(Items from a dataset)

* begin *

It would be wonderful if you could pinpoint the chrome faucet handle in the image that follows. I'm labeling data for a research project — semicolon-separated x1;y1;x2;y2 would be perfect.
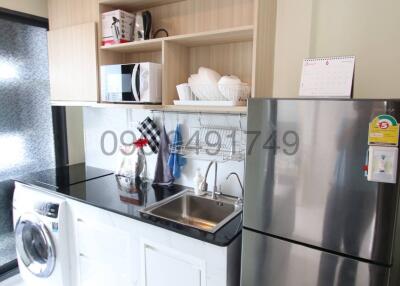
225;172;244;205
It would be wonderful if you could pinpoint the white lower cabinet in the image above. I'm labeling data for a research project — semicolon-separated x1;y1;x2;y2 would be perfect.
69;200;241;286
141;242;206;286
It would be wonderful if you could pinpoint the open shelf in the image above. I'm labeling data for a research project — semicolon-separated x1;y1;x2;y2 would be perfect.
100;38;163;53
99;0;183;10
92;102;163;110
164;105;247;114
100;25;253;53
92;103;247;114
166;25;253;47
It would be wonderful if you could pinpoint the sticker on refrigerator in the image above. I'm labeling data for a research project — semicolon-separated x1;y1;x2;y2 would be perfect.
368;114;399;146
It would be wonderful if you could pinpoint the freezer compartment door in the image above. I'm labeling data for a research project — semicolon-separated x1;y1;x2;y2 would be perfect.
241;230;389;286
244;100;400;265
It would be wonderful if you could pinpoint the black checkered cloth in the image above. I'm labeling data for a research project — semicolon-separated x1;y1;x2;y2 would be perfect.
138;117;160;154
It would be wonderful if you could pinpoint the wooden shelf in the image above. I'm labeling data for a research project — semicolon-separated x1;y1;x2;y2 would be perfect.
89;103;247;114
100;25;254;53
163;105;247;114
99;0;184;10
93;102;162;110
100;38;163;53
50;100;97;106
165;25;254;47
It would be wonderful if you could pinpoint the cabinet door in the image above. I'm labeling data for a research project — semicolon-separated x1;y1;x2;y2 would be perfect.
48;0;99;30
48;23;98;102
141;240;206;286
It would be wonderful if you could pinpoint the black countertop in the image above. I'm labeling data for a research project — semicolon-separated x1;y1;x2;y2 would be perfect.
16;164;242;246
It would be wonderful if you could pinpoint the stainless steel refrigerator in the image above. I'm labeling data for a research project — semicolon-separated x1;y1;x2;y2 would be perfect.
242;99;400;286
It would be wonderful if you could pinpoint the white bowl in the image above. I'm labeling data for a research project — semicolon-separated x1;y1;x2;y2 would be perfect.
199;67;221;84
176;83;194;100
218;75;242;84
189;84;226;100
218;83;250;102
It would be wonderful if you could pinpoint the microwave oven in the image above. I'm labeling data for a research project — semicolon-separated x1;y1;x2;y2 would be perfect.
100;62;161;103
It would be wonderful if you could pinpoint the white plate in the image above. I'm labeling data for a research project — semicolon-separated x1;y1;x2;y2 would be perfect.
174;100;246;106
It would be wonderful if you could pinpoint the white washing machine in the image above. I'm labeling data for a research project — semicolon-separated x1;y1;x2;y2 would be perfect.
13;183;72;286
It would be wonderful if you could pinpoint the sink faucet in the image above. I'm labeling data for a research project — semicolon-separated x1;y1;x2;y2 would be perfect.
226;172;244;204
201;161;219;200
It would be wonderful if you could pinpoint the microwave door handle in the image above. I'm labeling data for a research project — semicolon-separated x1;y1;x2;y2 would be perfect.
132;64;140;102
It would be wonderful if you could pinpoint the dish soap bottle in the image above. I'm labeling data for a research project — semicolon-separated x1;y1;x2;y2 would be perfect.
193;169;204;196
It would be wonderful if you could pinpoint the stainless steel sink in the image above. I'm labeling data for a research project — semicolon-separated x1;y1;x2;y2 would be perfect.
141;190;242;233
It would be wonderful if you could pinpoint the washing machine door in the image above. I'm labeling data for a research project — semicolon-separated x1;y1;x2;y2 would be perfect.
15;213;56;277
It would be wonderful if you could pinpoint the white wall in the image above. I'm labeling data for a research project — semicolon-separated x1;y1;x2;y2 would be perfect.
0;0;47;18
65;106;85;165
274;0;400;98
84;107;246;199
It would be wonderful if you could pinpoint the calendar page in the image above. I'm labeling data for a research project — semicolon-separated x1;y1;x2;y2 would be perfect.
299;56;355;98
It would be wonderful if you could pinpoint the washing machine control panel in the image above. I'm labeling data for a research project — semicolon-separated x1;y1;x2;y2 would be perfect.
36;203;59;218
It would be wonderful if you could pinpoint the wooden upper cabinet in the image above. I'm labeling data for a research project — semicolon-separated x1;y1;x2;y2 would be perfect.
48;0;99;30
48;22;98;102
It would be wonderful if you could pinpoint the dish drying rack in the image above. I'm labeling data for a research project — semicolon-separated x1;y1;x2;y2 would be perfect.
169;126;246;162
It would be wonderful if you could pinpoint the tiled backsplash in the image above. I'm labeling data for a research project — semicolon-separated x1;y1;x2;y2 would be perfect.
83;107;246;196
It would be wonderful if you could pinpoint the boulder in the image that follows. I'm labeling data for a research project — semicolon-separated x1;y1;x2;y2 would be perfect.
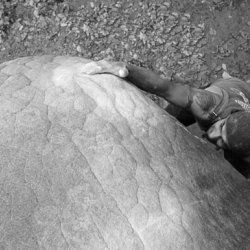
0;56;250;250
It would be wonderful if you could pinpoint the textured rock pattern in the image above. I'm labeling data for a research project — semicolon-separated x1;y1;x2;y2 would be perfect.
0;56;250;250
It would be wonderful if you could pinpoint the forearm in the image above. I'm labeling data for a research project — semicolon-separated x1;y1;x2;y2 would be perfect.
126;64;191;108
126;64;168;96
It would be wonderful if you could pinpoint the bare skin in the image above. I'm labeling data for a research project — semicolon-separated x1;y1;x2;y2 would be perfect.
83;60;227;149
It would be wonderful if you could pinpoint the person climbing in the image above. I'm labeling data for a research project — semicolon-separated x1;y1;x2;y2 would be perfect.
84;60;250;174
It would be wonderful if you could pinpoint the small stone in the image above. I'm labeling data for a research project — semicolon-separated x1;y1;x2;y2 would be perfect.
133;53;139;60
76;45;82;53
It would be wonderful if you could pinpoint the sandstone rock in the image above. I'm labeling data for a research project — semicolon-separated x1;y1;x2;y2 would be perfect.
0;56;250;250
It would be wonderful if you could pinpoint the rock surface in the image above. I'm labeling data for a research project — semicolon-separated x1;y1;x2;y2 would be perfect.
0;56;250;250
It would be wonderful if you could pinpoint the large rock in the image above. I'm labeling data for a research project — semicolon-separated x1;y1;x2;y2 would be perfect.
0;56;250;250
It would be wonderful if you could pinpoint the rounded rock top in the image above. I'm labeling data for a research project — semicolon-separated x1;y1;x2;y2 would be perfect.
0;56;250;250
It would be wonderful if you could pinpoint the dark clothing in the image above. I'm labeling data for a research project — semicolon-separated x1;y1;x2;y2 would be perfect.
194;77;250;131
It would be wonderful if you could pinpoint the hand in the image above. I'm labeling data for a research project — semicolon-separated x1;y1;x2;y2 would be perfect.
81;59;128;78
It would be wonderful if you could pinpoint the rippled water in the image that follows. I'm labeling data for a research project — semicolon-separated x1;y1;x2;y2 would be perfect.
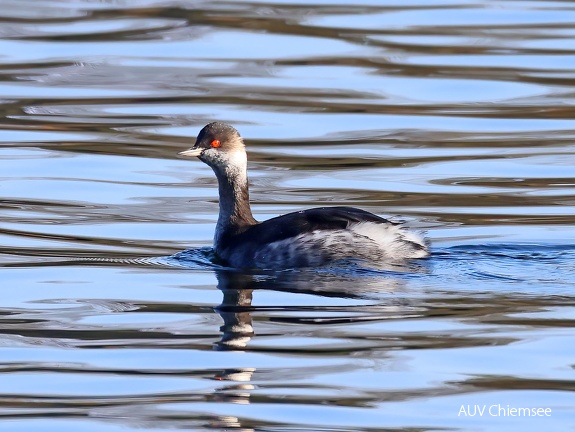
0;0;575;432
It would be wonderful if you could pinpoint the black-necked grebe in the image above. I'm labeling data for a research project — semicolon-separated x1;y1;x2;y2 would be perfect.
179;122;429;269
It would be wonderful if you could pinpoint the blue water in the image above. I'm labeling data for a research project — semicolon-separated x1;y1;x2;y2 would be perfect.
0;0;575;432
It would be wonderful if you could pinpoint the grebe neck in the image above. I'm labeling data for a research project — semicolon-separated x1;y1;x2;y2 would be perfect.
213;153;258;246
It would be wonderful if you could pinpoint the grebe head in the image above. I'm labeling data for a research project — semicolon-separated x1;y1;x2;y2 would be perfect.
179;122;247;175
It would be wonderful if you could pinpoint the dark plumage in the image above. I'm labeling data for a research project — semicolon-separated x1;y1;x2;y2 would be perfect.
180;122;428;268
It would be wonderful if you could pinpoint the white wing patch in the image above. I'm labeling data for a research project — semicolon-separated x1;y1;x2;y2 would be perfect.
254;222;429;268
349;222;429;260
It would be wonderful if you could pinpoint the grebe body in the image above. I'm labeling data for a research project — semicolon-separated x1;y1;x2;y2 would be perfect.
180;122;429;269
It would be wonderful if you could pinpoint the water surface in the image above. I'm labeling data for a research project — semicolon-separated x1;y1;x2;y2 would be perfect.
0;0;575;432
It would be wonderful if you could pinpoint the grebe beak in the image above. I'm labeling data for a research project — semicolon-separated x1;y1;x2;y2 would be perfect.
178;147;204;157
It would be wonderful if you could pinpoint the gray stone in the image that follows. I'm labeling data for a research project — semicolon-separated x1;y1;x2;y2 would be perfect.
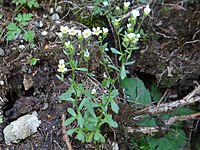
3;112;41;145
51;13;60;21
0;48;5;56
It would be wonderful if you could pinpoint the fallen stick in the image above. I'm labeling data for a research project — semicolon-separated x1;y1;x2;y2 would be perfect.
61;114;73;150
127;112;200;134
135;85;200;115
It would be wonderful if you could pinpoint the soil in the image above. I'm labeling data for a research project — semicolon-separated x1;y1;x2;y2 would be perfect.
0;0;200;150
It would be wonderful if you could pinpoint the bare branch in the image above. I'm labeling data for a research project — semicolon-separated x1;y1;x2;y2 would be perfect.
127;112;200;134
136;86;200;115
61;114;73;150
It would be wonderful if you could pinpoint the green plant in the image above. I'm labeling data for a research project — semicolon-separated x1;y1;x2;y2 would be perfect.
0;112;3;124
12;0;39;8
30;57;39;66
122;78;195;150
57;3;150;143
6;13;34;43
6;0;39;43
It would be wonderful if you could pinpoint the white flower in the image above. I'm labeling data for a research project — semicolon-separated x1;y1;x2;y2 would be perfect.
60;26;69;34
144;5;151;15
92;27;102;36
102;27;108;34
91;89;97;95
84;49;90;58
124;2;131;9
103;1;109;6
82;29;92;39
69;27;77;35
131;9;140;18
64;41;71;48
57;59;67;73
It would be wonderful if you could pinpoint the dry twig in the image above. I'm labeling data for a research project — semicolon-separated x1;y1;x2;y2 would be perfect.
136;85;200;115
61;114;73;150
127;112;200;134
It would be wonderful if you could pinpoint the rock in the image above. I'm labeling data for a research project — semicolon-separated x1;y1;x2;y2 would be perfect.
0;48;5;56
3;111;41;145
51;13;60;21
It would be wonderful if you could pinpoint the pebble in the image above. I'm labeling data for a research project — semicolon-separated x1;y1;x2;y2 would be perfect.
3;112;41;145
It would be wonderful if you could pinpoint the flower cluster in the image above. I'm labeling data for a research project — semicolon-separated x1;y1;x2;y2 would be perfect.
127;33;140;43
60;26;108;39
57;59;67;73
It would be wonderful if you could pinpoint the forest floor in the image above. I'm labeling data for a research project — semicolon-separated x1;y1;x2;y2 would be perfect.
0;0;200;150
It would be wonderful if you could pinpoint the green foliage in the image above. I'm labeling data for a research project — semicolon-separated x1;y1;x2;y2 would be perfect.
6;13;34;43
57;0;152;143
121;78;152;105
0;113;3;124
6;23;21;41
30;57;39;66
15;13;33;26
147;130;186;150
24;30;35;43
12;0;39;8
59;84;119;142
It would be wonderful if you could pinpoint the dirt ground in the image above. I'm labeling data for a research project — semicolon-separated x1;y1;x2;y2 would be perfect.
0;0;200;150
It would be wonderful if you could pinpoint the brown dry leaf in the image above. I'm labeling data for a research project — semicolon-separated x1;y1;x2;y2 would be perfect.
23;74;33;91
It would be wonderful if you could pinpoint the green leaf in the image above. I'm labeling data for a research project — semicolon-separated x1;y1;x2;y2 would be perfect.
86;132;94;142
110;47;121;55
130;47;139;51
125;60;135;65
31;57;38;66
102;79;110;87
0;114;3;124
121;78;151;105
12;0;27;5
94;130;101;141
75;129;85;142
77;113;84;128
78;98;89;110
136;78;151;105
121;78;137;101
64;117;76;126
104;115;118;128
6;23;21;41
58;87;73;100
150;83;162;102
139;118;157;127
67;128;78;136
108;65;119;71
120;65;126;80
76;68;88;72
110;89;119;98
28;0;39;8
15;13;33;26
174;107;196;116
147;129;187;150
24;31;34;43
111;100;119;113
67;108;77;117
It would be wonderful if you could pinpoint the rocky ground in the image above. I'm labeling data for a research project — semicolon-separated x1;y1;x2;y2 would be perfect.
0;0;200;150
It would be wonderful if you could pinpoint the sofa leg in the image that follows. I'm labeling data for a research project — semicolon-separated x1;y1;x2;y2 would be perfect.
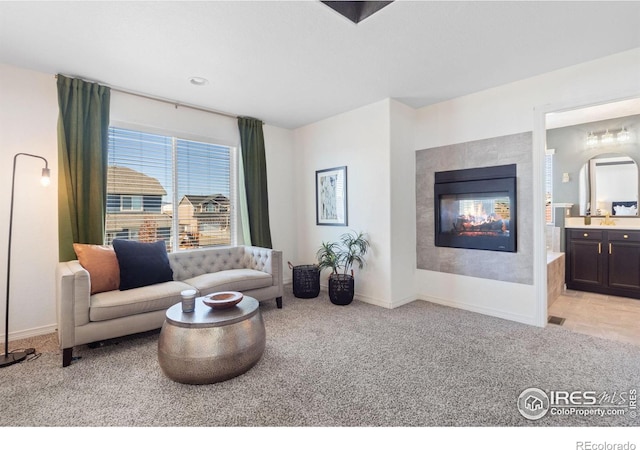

* end *

**Work to be completed**. Rewrite the records between the lines holding "It would be wonderful if you could pinpoint the textured" and "126;64;168;96", inclusive, replacing "forearm" with "wrist" and leaving everything else unchanged.

**Solution below**.
It would be wonderful if you could pinpoint the textured rock pattern in the image above. I'm labeling data for a research project — semicolon-separated x1;y1;x2;y2 would be perfect.
0;56;250;250
It would be wonderful if you could pinpoint the wrist in the image above. I'm labeling data for a research project — semicolon-separated x1;y1;x2;y2 would be perfect.
126;64;191;108
126;64;168;96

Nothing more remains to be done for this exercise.